Report every line of the records below that holds the word "shirt", copying each such line in full.

----- Entries shown -----

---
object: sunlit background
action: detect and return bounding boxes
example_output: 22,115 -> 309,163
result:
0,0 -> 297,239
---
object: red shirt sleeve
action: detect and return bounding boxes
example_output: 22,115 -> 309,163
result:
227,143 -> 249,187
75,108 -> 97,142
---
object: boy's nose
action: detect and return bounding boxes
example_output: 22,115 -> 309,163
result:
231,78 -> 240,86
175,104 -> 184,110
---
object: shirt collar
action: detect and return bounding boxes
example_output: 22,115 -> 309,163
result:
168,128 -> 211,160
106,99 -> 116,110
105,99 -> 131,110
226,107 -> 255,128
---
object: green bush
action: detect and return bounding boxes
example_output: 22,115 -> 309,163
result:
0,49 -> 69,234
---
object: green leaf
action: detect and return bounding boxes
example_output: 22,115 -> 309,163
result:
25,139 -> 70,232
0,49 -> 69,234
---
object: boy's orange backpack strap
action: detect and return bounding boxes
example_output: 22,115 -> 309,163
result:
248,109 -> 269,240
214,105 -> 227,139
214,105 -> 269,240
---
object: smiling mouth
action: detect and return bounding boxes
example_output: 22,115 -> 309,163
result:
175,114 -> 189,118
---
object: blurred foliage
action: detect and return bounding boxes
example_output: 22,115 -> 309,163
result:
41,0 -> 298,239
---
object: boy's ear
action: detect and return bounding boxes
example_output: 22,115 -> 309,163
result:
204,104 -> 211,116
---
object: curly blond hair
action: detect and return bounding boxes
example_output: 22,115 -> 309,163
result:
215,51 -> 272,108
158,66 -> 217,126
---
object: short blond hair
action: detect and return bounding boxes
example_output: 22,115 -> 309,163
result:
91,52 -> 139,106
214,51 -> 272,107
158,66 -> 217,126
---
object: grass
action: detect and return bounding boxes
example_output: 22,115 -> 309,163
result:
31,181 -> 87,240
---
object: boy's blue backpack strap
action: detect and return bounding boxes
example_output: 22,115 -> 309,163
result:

-----

### Solved exercise
object: red shirt sleeve
object: shirt collar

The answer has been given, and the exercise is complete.